→ **练习说明**:
请复制数据中从含有"point_to SHOULD place one pin on every instance of the tree"的那一行起，一直到数据末尾的这一段，首尾两行都包括在内，一字不改。

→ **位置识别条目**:
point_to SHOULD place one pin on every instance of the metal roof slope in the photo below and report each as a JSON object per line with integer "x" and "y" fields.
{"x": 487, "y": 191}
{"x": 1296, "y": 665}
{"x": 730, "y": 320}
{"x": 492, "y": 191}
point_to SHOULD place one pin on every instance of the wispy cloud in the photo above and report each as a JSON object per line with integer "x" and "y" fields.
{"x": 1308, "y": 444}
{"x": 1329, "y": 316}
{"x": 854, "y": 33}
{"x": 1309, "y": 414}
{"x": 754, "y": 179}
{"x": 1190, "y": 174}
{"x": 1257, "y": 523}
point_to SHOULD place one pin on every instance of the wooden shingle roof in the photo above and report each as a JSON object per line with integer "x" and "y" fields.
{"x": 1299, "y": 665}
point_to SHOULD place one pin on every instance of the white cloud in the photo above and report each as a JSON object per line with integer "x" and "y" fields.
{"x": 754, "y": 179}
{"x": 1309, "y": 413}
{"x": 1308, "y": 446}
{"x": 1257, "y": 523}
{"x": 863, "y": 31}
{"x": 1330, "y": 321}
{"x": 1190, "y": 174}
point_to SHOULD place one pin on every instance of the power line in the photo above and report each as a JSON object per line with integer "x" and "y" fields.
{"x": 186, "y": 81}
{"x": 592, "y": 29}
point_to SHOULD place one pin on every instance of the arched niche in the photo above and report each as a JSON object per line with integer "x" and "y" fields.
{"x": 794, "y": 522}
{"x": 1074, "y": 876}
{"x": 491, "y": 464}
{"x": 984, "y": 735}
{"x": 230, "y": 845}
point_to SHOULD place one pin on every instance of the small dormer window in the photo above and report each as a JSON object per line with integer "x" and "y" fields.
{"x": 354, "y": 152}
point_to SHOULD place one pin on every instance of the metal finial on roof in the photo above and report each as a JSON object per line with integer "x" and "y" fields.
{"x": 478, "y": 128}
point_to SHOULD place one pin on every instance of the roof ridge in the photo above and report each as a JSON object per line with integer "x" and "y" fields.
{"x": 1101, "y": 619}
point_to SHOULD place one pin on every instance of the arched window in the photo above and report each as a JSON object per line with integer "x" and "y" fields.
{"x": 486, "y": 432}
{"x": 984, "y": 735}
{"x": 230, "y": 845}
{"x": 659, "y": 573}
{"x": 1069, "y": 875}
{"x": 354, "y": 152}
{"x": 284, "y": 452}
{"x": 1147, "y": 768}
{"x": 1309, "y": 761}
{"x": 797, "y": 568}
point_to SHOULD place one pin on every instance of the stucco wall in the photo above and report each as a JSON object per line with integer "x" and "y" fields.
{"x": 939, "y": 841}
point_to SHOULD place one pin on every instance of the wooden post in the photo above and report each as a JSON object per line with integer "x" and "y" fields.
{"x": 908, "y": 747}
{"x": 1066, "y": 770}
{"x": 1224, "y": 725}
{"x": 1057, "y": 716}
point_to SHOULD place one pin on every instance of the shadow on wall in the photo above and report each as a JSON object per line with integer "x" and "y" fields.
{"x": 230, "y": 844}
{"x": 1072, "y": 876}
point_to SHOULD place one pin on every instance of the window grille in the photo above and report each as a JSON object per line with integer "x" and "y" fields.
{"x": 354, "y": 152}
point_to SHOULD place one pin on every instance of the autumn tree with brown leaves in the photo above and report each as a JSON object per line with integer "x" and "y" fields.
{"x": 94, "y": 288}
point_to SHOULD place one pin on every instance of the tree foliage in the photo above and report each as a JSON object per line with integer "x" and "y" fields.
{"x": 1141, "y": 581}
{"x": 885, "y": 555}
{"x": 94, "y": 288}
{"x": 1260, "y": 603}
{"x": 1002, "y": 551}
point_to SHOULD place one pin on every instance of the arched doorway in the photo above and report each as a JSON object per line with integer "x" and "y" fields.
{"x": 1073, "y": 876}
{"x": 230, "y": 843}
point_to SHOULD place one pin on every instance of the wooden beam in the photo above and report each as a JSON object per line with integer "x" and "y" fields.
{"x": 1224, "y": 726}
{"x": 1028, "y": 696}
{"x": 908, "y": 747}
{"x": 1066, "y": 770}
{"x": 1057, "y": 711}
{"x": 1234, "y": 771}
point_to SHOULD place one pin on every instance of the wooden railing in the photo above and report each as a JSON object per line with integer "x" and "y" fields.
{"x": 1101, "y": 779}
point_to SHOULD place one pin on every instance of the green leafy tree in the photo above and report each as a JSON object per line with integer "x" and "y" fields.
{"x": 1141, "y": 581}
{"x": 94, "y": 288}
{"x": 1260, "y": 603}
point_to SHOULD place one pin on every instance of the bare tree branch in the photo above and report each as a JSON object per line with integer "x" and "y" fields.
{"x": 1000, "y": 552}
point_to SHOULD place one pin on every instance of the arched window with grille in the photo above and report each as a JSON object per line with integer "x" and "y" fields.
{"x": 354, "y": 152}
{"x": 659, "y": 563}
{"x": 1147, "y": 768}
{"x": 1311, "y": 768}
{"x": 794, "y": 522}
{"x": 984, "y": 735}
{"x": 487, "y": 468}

→ **完整答案**:
point_to SHOULD place one pin on every instance of the tree foliage in the photo above and report each as a JSON object per line with integer "x" and "y" fields.
{"x": 1141, "y": 581}
{"x": 885, "y": 555}
{"x": 94, "y": 288}
{"x": 1260, "y": 603}
{"x": 1002, "y": 551}
point_to SHOULD place one pin on every instance of the arched doorway in the photo above and report each as a JSON object per line with integer "x" and "y" fields.
{"x": 1073, "y": 876}
{"x": 230, "y": 843}
point_to SHOULD place one pin on every instance of the wooden beam in the photo above and report each as a JSON object per line with integer "x" and "y" fields.
{"x": 1224, "y": 726}
{"x": 1028, "y": 696}
{"x": 908, "y": 747}
{"x": 1066, "y": 770}
{"x": 1057, "y": 711}
{"x": 1234, "y": 771}
point_to SHOULD place one pin on every instance of the wooden railing in the photo above and report each as a JSON object per line with integer "x" and "y" fields.
{"x": 1101, "y": 779}
point_to SHOULD place one pin on every instance of the green leafy tree in the photo above and report each as a JSON object per line with integer "x" and "y" fields.
{"x": 1141, "y": 581}
{"x": 94, "y": 288}
{"x": 1260, "y": 603}
point_to SHOULD place one pin on every instance of the bare tree branch in the photo above and report each as a JSON object per line with integer "x" and "y" fields.
{"x": 1000, "y": 552}
point_to SHOULD place one pin on every instance of the arched window with grille in the photo above and report each as a JSON object per line with integer "x" and "y" fields.
{"x": 354, "y": 152}
{"x": 659, "y": 563}
{"x": 1147, "y": 768}
{"x": 1311, "y": 768}
{"x": 794, "y": 522}
{"x": 984, "y": 735}
{"x": 487, "y": 468}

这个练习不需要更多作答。